▶ Problem 1:
What is the default hotkey named in the Voxtype usage guide?
▶ Problem 2:
Proceed with the Voxtype usage guide, picking up right after its final line.

▶ Given passage:
•••••

Basic Usage

Voxtype is a push-to-talk voice-to-text tool for Linux. This guide covers the essential workflows for daily use.

The Push-to-Talk Workflow

Start the daemon: Run voxtype in a terminal or enable the systemd service
Hold your hotkey: Default is ScrollLock
Speak clearly: Talk at a normal pace
Release the hotkey: Your speech is transcribed
Text appears: Either typed at cursor or copied to clipboard

For best results, speak naturally and avoid long pauses. Whisper works best with continuous speech rather than isolated words.

Running the Daemon

Foreground Mode

Run the daemon directly in a terminal:

voxtype                     # Run with defaults
voxtype -v                  # Verbose output
voxtype -vv                 # Debug output
voxtype --clipboard         # Force clipboard mode
voxtype --model small.en    # Use a different model
voxtype --hotkey PAUSE      # Use different hotkey

Systemd Service

For automatic startup on login:

# Install the systemd service
voxtype setup systemd

# Start the service
systemctl --user start voxtype

# Enable on login
systemctl --user enable voxtype

# Check status
voxtype setup systemd --status

The service runs in the background and logs to the systemd journal:

journalctl --user -u voxtype -f  # Follow logs

Push-to-Talk vs Toggle Mode

Voxtype supports two activation modes:

Push-to-Talk (Default)

Hold the hotkey to record, release to transcribe:

[hotkey]
key = "SCROLLLOCK"

•••••

[Stored data entries]
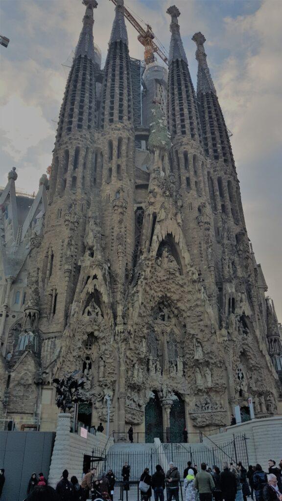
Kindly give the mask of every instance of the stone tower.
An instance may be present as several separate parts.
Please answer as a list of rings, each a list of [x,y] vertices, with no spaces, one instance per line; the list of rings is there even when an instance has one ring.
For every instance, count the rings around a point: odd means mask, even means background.
[[[149,65],[147,84],[160,80],[162,88],[144,101],[150,127],[142,129],[140,153],[123,1],[117,0],[102,72],[92,34],[96,2],[83,3],[50,186],[45,179],[38,199],[45,224],[36,236],[32,225],[23,255],[27,299],[14,323],[1,323],[2,414],[18,415],[21,394],[20,411],[35,419],[40,409],[41,429],[53,429],[53,378],[75,370],[87,402],[88,417],[79,409],[80,420],[105,422],[109,397],[111,429],[121,437],[131,424],[147,441],[179,441],[185,426],[195,432],[228,424],[235,405],[247,417],[249,396],[257,416],[274,414],[279,327],[248,238],[205,38],[193,37],[196,96],[180,13],[168,10],[167,96],[166,72]],[[10,177],[5,203],[15,173]],[[13,248],[22,249],[17,221],[10,227],[2,217],[3,238],[10,241],[14,231]],[[14,312],[10,272],[5,318]]]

•••••

▶ Answer box 1:
ScrollLock

▶ Answer box 2:
mode = "push_to_talk"  # Default

This mode provides precise control over recording duration. It’s ideal when you know exactly what you want to say.

Toggle Mode

Press once to start recording, press again to stop:

[hotkey]
key = "SCROLLLOCK"
mode = "toggle"

Or use the CLI flag:

voxtype --toggle

Toggle mode is useful for longer dictation where holding a key would be uncomfortable.

Using the Built-in Hotkey

The built-in hotkey uses evdev (Linux input subsystem) to detect key presses. This works on both Wayland and X11.

Prerequisites

You must be in the input group:

# Add yourself to the input group
sudo usermod -aG input $USER

# Log out and back in for changes to take effect

# Verify membership
groups | grep input

Default Hotkey

The default hotkey is ScrollLock. This is chosen because:

It’s rarely used for other purposes
It doesn’t interfere with normal typing
It’s available on most keyboards

Changing the Hotkey

Edit ~/.config/voxtype/config.toml:

[hotkey]
key = "PAUSE"  # Or F13-F24, RIGHTALT, etc.

See the Configuration guide for all available keys.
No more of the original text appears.